_Consegna:_
Nel brano sulla plastica negli oceani, quali fattori riducono con la loro azione combinata la plastica in mare in pezzetti minuscoli? Elencali tutti.

_Estratto del documento:_
■ ■ ■ ■ ■ ■ ■
L’idea originaria era di creare degli enormi braccia galleggianti che filtrassero l’acqua marina per recuperare i pezzi di plastica galleggianti. L’idea si è scontrata con una serie di problemi pratici: ad esempi, di che grandezza fare le reti di filtraggio, per evitare di intrappolare i plancton ma riuscire a intrappolare i pezzetti di plastica? Anche perché il grosso problema della plastica in mare è che l’azione combinata di sale, sole e moto ondoso la riduce in pezzetti minuscoli chiamati micro o nano plastica (a seconda della dimensione) e ben prest diventa praticamente impossibile da eliminare.
Perciò, dopo molti anni di ricerca e test, scrive l’articolo “oggi l’organizzazione dispone di tecnologie efficaci che intercettano e bloccano i rifiuti plastici già nei fiumi, prima che questi possano raggiungere gli oceani, minacciando la sopravvivenza degli animali marini”. Che mi sembra una conclusione intelligente.
Al tempo stesso, visto che negli oceani c’è comunque una quantità enorme di plastica, per rimuovere almeno quella frazione ancora parzialmente integra gli attivisti dell’organizzazione hanno messo a punto barriere artificiali a forma di U che, come fossero una gigantesca rete, trascinano la plastica dispersa e la concentrano in appositi contenitori, sottraendola al moto delle onde.
L’obiettivo, ambizioso, è quello di riuscire a eliminare almeno il 90% dell’inquinamento da plastica galleggiante negli oceani di tutto il mondo entro il 2040”.
Sono felice di aver letto questa notizia perché mostra come questo progetto sia stato in grado di evolvere e capire che per tamponare meglio la situazione della diffusione della plastica negli ecosistemi era meglio risalire un po’ a monte, nei fiumi.
Aggiungo che, se vogliamo risolvere il problema della plastica negli oceani e raggiungere l’obiettivo ambizioso del progetto, non basta rimuoverla, tocca fermare il flusso. Come scriveva tempo fa Naomi Klein in un articolo mi pare sul Guardia, se hai dimenticato il rubinetto aperto e hai casa allagata, la prima cosa da fare è chiudere il rubinetto. Dobbiamo chiudere il rubinetto della plastica. E anche su quel fronte devo dire che, almeno in Europa, non sta andando poi così male, con le nuove direttive che vietano la plastica monouso.
■ ■ ■ ■ ■ ■ ■
(Elenco dei dati)

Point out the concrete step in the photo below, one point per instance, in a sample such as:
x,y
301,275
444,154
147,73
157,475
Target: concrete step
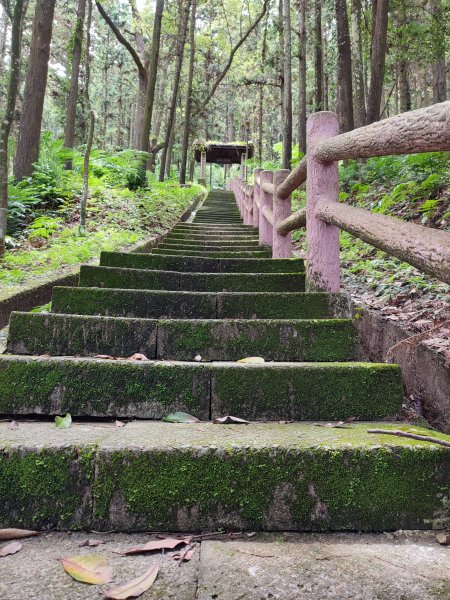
x,y
197,265
213,254
279,340
154,304
269,391
152,476
146,279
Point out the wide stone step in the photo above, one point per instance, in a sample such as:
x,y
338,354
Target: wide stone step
x,y
146,279
203,477
153,304
149,389
214,254
279,340
194,264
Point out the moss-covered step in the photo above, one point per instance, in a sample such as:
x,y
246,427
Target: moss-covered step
x,y
116,277
155,304
213,254
102,388
162,476
198,265
77,335
305,391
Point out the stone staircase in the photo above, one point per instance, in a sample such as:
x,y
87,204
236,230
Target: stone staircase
x,y
210,291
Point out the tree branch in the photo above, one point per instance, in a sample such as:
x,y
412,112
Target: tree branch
x,y
231,57
122,39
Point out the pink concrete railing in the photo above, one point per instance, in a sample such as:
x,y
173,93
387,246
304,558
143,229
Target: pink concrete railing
x,y
266,205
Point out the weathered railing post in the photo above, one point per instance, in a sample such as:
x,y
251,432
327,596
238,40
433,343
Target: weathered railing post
x,y
256,197
282,244
321,184
265,228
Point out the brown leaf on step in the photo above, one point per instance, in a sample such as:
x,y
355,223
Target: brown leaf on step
x,y
138,356
11,548
135,587
89,568
443,538
91,543
16,534
229,420
165,544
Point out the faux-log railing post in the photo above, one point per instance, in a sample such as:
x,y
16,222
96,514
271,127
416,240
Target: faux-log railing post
x,y
256,197
265,228
282,244
323,271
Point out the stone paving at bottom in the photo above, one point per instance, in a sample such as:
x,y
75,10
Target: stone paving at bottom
x,y
286,566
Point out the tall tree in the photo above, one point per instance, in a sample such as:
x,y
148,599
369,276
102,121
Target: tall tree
x,y
358,64
17,17
439,37
27,151
72,99
344,76
287,70
380,14
188,103
318,57
183,18
302,76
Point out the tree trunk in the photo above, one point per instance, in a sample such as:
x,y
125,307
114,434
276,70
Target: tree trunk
x,y
18,17
27,151
152,73
302,77
379,46
318,59
287,69
344,73
357,63
184,6
188,104
69,137
438,48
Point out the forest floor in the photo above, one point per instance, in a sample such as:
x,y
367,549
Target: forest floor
x,y
284,566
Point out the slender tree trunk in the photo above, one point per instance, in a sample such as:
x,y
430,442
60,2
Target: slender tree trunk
x,y
318,59
302,76
287,67
438,48
379,46
27,151
188,104
184,6
357,63
69,137
18,17
344,76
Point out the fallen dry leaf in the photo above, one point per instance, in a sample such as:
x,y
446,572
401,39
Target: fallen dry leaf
x,y
254,360
443,538
90,568
16,534
138,356
135,587
92,543
229,419
165,544
11,548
■ ■ ■ ■ ■ ■ ■
_Soluzione:_
Il sale, il sole e il moto ondoso.